# Given request
Reproduce every one of the items below word for word, leaving out the pictures.

— Begin —

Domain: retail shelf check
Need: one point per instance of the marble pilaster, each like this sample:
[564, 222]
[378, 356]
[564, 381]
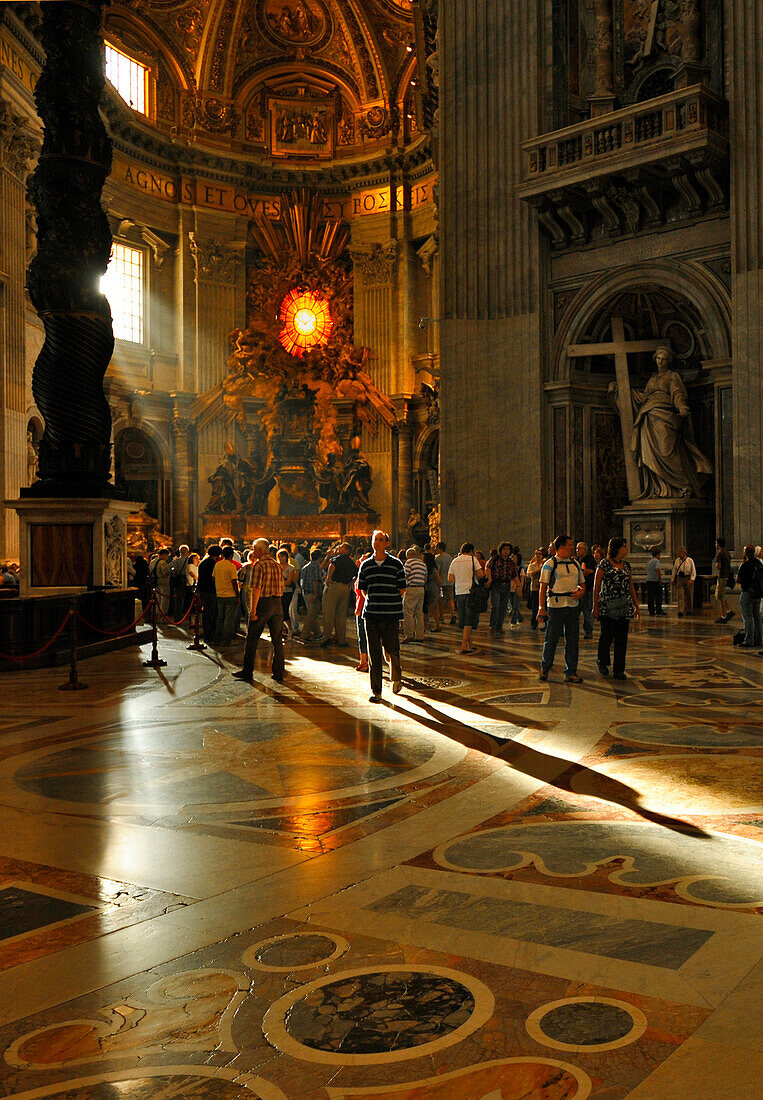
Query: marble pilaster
[490, 331]
[17, 147]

— End —

# Exercise response
Domain: retail shelf check
Need: one point per instance of the marble pilaster, each like this sample:
[564, 222]
[378, 356]
[564, 381]
Query: marble pilaster
[490, 331]
[17, 147]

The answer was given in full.